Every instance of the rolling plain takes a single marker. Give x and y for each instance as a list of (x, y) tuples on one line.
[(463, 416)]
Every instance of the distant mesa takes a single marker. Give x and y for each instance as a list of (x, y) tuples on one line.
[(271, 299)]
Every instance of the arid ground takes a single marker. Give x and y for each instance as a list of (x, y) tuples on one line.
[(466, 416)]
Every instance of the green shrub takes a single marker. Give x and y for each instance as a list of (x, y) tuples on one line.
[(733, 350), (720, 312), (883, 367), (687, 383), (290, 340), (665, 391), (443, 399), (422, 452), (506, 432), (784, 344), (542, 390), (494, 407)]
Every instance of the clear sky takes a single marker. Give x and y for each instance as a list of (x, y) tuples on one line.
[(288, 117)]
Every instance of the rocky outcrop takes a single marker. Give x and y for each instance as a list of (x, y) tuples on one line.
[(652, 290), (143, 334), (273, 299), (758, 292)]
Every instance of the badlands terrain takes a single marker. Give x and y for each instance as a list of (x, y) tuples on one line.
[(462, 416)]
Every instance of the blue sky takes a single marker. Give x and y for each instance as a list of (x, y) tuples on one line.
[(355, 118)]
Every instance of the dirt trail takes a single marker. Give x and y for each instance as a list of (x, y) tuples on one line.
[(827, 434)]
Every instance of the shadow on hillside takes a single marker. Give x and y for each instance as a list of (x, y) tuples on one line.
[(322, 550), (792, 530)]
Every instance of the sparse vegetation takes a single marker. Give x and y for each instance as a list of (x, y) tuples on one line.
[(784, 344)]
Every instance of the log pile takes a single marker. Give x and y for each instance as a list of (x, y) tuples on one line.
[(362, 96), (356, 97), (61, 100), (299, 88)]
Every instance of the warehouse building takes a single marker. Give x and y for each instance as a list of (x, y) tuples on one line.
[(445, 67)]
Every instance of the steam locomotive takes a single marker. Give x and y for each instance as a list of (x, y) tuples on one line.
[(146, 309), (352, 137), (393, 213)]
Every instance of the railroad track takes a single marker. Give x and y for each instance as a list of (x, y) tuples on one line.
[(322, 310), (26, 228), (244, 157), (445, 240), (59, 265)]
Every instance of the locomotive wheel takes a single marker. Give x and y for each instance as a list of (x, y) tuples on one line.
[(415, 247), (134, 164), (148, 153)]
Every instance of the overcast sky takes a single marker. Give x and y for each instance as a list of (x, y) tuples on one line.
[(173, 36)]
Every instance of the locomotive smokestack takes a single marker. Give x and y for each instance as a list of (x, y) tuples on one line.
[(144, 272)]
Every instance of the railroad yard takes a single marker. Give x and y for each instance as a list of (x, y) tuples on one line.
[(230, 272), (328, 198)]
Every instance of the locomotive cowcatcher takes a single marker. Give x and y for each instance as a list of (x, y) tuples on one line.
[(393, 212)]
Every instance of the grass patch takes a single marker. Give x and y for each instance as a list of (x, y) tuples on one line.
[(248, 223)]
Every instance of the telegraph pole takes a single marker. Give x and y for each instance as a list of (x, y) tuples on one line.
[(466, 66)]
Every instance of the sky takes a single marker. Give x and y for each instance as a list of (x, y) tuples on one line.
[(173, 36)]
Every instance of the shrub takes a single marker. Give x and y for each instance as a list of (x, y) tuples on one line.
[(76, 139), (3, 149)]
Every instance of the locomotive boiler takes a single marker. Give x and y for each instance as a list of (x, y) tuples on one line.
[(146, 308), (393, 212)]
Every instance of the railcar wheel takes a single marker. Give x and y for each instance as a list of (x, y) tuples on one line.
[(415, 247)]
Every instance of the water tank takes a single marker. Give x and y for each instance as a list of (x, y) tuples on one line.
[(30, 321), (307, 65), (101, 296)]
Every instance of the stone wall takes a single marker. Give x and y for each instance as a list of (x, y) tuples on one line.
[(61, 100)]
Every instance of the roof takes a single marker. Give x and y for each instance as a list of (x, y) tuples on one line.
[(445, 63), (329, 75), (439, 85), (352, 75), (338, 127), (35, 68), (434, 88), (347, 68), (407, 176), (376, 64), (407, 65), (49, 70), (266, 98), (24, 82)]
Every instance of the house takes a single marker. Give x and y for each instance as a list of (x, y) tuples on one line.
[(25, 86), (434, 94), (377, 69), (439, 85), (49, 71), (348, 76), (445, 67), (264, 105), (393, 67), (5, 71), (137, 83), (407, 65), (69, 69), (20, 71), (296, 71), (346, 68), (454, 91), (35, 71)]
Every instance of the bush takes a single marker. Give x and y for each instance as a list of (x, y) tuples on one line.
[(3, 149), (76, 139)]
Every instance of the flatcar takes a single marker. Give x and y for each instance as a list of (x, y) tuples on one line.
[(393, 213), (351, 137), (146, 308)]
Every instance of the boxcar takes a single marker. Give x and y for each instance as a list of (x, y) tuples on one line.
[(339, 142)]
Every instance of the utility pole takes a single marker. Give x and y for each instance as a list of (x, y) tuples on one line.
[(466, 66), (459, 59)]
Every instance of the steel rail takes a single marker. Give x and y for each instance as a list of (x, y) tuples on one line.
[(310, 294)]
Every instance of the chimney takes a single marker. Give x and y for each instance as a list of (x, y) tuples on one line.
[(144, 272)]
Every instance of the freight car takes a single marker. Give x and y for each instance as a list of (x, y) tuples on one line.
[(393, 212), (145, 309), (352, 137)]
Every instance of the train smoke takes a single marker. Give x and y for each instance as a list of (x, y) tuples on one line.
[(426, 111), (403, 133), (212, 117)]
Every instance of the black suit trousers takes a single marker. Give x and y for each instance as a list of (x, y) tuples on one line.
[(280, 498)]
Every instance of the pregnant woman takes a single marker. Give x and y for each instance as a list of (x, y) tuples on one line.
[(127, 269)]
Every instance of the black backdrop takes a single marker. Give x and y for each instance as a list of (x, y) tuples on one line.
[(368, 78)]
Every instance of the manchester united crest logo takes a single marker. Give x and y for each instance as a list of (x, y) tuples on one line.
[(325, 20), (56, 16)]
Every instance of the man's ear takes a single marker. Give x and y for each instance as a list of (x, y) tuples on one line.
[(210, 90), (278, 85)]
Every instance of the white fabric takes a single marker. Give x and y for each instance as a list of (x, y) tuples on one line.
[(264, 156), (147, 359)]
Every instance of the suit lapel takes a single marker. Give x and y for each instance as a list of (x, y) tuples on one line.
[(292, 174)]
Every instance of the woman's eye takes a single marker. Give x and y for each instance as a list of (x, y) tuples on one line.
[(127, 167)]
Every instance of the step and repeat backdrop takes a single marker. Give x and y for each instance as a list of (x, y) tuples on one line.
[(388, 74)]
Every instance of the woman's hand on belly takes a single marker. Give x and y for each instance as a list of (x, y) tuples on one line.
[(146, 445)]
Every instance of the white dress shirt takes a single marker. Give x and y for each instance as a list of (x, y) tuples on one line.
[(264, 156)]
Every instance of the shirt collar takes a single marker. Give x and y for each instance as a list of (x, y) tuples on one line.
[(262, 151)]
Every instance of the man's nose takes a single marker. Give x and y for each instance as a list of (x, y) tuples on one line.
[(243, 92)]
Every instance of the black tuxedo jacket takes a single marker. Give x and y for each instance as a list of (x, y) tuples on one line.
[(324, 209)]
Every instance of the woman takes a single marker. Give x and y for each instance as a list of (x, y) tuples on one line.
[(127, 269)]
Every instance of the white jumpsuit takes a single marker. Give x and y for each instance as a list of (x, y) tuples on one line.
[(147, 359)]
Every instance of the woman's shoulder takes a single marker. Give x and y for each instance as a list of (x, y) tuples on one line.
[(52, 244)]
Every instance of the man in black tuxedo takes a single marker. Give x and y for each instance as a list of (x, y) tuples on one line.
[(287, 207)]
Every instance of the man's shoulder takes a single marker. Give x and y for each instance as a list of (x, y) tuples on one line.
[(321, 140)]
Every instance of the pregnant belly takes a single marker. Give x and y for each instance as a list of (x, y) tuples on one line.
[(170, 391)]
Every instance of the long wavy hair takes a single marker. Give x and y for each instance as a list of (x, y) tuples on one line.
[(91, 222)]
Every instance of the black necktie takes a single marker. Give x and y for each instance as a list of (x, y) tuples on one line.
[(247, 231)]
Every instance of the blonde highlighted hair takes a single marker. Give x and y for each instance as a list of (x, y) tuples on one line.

________________

**Problem details:** Reproduce the data verbatim, starting at its very first line and stopping after the line that contains "[(271, 299)]".

**The answer:**
Every instance of the rolling plain takes a single marker. Give x and y for each instance as a list of (x, y) tuples on one line.
[(463, 416)]
Every instance of the distant mesa takes a single marker. Give x and y for each instance as a list of (x, y) tuples on one line.
[(271, 299)]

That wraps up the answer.